What is being asked: Print each entry below precisely as it reads.

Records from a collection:

((

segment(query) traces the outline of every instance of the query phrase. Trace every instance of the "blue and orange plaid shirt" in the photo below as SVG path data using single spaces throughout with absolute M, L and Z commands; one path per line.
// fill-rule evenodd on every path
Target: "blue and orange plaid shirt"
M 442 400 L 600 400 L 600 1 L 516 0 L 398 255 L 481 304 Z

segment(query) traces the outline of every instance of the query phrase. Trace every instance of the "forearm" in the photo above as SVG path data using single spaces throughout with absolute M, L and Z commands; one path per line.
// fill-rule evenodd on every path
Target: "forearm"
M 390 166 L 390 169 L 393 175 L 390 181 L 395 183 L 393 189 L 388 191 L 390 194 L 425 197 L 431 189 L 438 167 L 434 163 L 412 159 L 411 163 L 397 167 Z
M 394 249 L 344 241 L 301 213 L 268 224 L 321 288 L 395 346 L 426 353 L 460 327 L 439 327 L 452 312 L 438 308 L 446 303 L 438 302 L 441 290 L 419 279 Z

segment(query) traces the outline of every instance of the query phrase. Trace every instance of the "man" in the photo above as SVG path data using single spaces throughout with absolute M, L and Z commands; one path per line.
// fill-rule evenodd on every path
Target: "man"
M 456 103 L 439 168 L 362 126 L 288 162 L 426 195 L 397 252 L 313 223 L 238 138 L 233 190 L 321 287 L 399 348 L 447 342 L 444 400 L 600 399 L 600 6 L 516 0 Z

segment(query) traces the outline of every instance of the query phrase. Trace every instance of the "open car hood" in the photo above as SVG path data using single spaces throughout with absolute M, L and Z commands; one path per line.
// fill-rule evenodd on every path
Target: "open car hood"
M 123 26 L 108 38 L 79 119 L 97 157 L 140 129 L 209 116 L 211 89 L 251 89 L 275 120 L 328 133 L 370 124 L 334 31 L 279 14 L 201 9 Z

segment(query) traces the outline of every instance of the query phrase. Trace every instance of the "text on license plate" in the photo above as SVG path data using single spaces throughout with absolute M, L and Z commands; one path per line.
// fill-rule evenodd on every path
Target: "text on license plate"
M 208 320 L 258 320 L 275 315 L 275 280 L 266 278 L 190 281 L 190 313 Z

))

Solution to the problem:
segment(query) traces the outline of every instance of the query phrase. Trace every instance of the "blue and orange plaid shirt" in the photo below as SVG path data using single spaces throughout with absolute M, L and Z commands; one path per line.
// fill-rule evenodd on every path
Target: "blue and orange plaid shirt"
M 442 400 L 600 400 L 600 1 L 516 0 L 398 255 L 481 304 Z

segment(query) traces the outline of every instance of the query phrase. Trace every instance of the "forearm" in the photo above as SVG path data using single spaces throughout with absolute M, L and Z commands; one path per line.
// fill-rule evenodd on every path
Target: "forearm"
M 390 166 L 390 169 L 393 175 L 390 181 L 395 183 L 393 189 L 388 191 L 390 194 L 425 197 L 431 189 L 438 167 L 434 163 L 412 159 L 411 163 L 397 167 Z
M 394 249 L 344 241 L 301 213 L 268 224 L 321 288 L 395 346 L 426 353 L 460 327 L 439 327 L 452 312 L 438 308 L 446 303 L 438 302 L 441 290 L 419 279 Z

segment(query) traces the outline of every instance of the query phrase. Trace every instance of the "man" in the photo above as SVG path data using single spaces throughout with absolute M, L and Z commands; one path per line.
// fill-rule evenodd on every path
Target: "man"
M 456 103 L 439 168 L 362 126 L 288 162 L 426 195 L 397 252 L 313 223 L 238 138 L 233 190 L 321 287 L 399 348 L 447 342 L 444 400 L 600 399 L 600 6 L 516 0 Z

segment(query) traces the outline of every instance of the query phrase. Trace every instance of the "open car hood" in the photo above as SVG path data using single spaces throughout with absolute M, L and Z commands; one path per line.
// fill-rule evenodd on every path
Target: "open car hood"
M 123 26 L 108 38 L 79 119 L 97 157 L 140 129 L 209 116 L 211 89 L 251 89 L 275 120 L 328 133 L 370 124 L 334 31 L 279 14 L 201 9 Z

segment(query) traces the outline of every instance of the query phrase. Trace every instance of the "text on license plate" in the photo above as SVG path data using single spaces throughout with absolute M, L and Z commands; one path per line.
// fill-rule evenodd on every path
Target: "text on license plate"
M 208 320 L 258 320 L 275 315 L 275 280 L 266 278 L 190 281 L 190 313 Z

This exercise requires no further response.